**The input:**
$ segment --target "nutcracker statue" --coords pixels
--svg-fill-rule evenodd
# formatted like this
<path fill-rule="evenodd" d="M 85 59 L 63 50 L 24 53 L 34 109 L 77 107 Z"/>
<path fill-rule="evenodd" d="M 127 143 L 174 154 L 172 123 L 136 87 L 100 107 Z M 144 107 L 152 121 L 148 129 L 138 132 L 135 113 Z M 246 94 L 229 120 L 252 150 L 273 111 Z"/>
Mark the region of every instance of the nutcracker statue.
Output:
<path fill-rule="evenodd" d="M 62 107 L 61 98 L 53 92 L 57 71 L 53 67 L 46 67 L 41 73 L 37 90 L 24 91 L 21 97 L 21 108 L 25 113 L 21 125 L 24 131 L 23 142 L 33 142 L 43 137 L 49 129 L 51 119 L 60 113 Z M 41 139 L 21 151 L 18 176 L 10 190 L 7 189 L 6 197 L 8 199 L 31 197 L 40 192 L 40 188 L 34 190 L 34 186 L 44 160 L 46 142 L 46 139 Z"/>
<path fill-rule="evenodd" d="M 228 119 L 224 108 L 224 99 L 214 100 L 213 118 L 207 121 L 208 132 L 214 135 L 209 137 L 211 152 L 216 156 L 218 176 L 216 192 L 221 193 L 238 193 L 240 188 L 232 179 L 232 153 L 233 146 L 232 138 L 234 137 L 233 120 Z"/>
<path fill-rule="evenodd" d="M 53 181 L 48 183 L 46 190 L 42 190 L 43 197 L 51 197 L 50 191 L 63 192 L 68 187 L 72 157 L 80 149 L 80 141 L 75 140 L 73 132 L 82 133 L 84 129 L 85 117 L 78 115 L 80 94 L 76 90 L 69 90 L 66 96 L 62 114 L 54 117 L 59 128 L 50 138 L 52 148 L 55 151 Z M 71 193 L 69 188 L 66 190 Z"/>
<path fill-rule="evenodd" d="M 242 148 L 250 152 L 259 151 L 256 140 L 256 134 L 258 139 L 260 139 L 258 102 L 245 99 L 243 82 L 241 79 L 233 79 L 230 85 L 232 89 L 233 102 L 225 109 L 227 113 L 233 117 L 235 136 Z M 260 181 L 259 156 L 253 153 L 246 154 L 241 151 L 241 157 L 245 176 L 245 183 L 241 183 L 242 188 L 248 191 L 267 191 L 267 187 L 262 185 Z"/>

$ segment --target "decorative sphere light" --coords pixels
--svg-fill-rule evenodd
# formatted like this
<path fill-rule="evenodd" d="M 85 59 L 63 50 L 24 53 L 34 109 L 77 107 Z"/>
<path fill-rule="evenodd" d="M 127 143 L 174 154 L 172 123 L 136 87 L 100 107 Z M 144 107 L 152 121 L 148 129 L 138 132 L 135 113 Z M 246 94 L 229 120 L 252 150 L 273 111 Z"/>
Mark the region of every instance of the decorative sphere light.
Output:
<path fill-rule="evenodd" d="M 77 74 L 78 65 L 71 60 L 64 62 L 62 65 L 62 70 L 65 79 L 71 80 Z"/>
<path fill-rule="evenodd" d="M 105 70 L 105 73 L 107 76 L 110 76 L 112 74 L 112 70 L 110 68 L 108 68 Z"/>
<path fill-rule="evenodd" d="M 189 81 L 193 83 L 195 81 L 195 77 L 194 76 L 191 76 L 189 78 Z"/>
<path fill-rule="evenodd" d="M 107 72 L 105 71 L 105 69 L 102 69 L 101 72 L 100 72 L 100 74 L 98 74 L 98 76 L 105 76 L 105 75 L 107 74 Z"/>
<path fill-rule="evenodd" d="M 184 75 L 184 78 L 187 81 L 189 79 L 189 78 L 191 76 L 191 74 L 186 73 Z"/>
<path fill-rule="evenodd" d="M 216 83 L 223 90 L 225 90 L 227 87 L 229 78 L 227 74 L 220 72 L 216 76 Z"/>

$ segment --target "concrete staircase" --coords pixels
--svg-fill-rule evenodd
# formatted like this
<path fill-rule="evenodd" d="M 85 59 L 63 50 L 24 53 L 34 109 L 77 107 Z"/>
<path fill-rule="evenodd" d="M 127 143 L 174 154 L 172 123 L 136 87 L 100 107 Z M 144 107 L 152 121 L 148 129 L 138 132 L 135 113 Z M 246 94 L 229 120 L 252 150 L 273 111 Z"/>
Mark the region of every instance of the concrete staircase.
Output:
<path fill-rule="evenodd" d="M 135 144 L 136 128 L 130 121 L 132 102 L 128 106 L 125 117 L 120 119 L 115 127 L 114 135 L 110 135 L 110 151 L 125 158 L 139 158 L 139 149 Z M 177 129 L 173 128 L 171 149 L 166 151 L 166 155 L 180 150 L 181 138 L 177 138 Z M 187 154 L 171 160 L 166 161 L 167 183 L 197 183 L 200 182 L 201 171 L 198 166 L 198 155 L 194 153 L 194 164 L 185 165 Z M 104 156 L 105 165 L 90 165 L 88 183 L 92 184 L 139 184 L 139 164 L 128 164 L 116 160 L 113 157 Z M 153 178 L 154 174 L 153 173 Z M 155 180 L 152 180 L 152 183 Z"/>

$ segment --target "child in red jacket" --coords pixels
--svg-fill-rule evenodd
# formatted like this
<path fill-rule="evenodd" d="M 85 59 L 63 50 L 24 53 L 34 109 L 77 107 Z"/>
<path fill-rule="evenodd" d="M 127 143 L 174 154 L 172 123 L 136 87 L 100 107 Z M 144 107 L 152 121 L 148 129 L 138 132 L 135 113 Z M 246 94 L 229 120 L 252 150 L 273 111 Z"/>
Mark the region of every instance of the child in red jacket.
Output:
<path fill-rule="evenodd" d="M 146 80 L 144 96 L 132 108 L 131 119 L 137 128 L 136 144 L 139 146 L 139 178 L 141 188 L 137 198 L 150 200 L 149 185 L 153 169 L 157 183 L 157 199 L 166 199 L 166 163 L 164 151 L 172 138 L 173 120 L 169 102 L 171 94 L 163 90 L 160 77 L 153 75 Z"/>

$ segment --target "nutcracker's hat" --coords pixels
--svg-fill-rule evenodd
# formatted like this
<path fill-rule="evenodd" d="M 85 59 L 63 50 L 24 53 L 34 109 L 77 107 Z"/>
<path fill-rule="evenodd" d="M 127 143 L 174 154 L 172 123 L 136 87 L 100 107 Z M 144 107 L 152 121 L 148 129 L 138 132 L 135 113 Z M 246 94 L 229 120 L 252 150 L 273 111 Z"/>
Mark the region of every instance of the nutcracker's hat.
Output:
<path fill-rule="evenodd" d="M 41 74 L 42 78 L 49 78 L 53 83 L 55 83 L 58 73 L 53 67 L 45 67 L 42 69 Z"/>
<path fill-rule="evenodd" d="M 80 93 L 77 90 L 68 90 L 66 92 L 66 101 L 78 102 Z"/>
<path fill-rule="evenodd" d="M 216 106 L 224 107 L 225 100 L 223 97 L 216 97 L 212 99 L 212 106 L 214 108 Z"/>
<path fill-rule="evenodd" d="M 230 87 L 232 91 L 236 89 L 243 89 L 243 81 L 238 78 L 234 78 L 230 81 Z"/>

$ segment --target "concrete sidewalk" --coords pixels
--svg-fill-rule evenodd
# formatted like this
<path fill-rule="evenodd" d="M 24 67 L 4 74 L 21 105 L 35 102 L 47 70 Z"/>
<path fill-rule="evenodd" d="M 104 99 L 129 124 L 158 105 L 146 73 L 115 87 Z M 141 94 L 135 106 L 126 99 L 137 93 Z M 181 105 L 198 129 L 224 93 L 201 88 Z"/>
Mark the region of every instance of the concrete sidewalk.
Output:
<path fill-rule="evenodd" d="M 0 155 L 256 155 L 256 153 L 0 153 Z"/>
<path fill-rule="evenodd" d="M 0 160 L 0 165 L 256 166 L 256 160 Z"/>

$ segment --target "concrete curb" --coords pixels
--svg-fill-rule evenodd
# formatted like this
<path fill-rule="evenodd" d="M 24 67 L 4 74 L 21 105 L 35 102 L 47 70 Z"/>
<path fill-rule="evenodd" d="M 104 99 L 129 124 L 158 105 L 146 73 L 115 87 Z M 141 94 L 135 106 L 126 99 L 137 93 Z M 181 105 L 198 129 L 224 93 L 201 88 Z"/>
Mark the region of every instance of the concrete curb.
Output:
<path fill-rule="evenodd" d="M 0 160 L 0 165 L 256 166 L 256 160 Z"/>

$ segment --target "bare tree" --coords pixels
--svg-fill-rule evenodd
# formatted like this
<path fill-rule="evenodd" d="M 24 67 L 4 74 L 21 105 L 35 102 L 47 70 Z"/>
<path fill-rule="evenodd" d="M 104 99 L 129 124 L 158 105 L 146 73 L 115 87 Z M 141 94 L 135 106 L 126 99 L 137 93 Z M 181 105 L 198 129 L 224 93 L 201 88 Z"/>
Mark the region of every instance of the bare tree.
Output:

**Given problem:** Copy out the material above word for word, from its first line through the line containing "242 148 L 250", inclusive.

**Finished task:**
$ segment --target "nutcracker statue" --coords pixels
--svg-fill-rule evenodd
# formatted like this
<path fill-rule="evenodd" d="M 85 59 L 63 50 L 24 53 L 34 109 L 77 107 Z"/>
<path fill-rule="evenodd" d="M 127 143 L 174 154 L 172 123 L 136 87 L 100 107 Z M 144 107 L 152 121 L 148 129 L 138 132 L 135 113 Z M 246 94 L 229 120 L 252 150 L 273 111 Z"/>
Mark the region of every instance of the nutcracker statue.
Output:
<path fill-rule="evenodd" d="M 62 107 L 61 98 L 53 92 L 57 71 L 53 67 L 46 67 L 41 73 L 37 90 L 24 91 L 21 97 L 21 108 L 25 113 L 21 125 L 24 131 L 23 142 L 33 142 L 43 137 L 49 129 L 51 119 L 60 113 Z M 41 139 L 21 151 L 18 176 L 10 190 L 7 189 L 6 197 L 8 199 L 31 197 L 40 192 L 40 188 L 34 190 L 34 186 L 44 160 L 46 142 L 46 139 Z"/>
<path fill-rule="evenodd" d="M 228 119 L 224 108 L 224 99 L 214 100 L 213 118 L 207 121 L 208 132 L 214 135 L 209 137 L 211 152 L 216 156 L 218 176 L 216 192 L 221 193 L 238 193 L 240 188 L 232 179 L 232 153 L 233 146 L 232 138 L 234 137 L 233 120 Z"/>
<path fill-rule="evenodd" d="M 53 181 L 48 183 L 46 190 L 42 190 L 43 197 L 51 197 L 50 191 L 63 192 L 68 187 L 72 157 L 80 149 L 80 141 L 75 140 L 73 132 L 82 133 L 84 129 L 85 117 L 78 115 L 80 94 L 76 90 L 69 90 L 66 96 L 62 114 L 54 117 L 59 128 L 50 138 L 52 148 L 55 151 Z M 71 193 L 69 188 L 66 190 Z"/>
<path fill-rule="evenodd" d="M 242 148 L 250 152 L 259 151 L 256 140 L 256 134 L 258 139 L 260 139 L 258 102 L 245 99 L 243 82 L 241 79 L 233 79 L 230 85 L 232 89 L 233 102 L 225 109 L 227 113 L 233 117 L 235 136 Z M 260 181 L 259 156 L 253 153 L 246 154 L 241 151 L 241 157 L 245 176 L 245 183 L 241 183 L 242 188 L 248 191 L 267 191 L 267 187 L 262 185 Z"/>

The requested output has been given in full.